── Available data

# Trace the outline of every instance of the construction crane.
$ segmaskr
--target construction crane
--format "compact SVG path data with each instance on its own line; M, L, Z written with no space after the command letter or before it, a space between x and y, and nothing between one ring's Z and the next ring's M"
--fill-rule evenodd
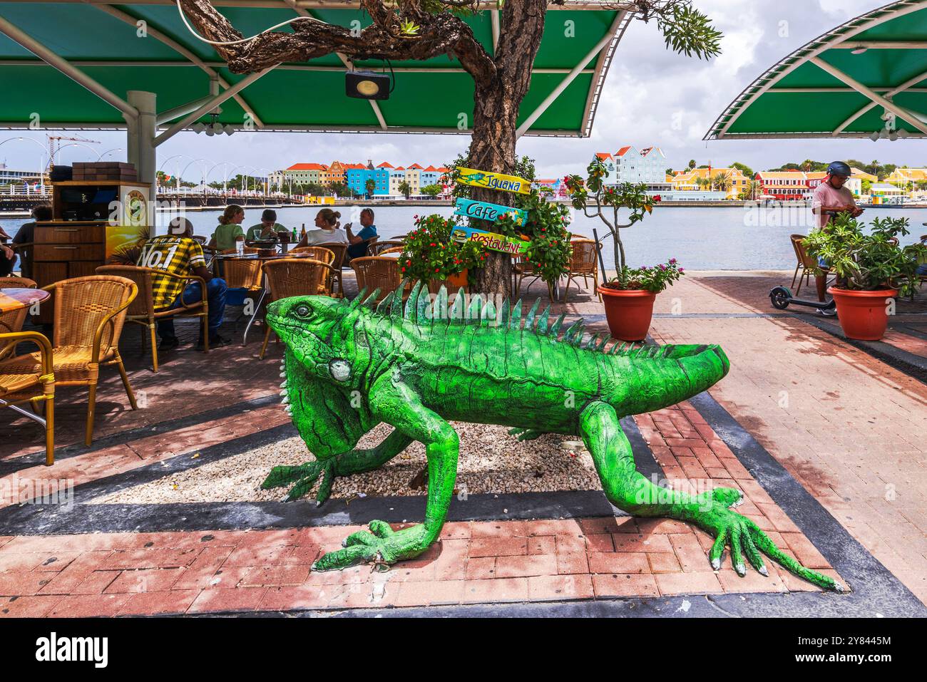
M56 145L61 140L68 140L69 142L89 142L91 145L99 145L100 143L96 140L88 140L85 137L68 137L66 135L45 135L48 138L48 168L47 172L51 172L52 168L55 163L55 155L57 150L55 148Z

────

> [Work to be completed]:
Copy the listing in full and without alteration, omitting every picture.

> [Result of this exercise]:
# Trace the outline of every instance of the construction crane.
$ segmaskr
--target construction crane
--format "compact SVG path data with each instance on its own line; M, L, Z written with no space after the command letter or before it, a space between x and y, and nothing between one ring's Z and the next ring's M"
--fill-rule evenodd
M56 145L61 140L68 140L69 142L89 142L91 145L99 145L100 143L96 140L88 140L85 137L68 137L66 135L45 135L48 138L48 168L47 172L51 172L52 168L55 163L55 155L57 150L55 148Z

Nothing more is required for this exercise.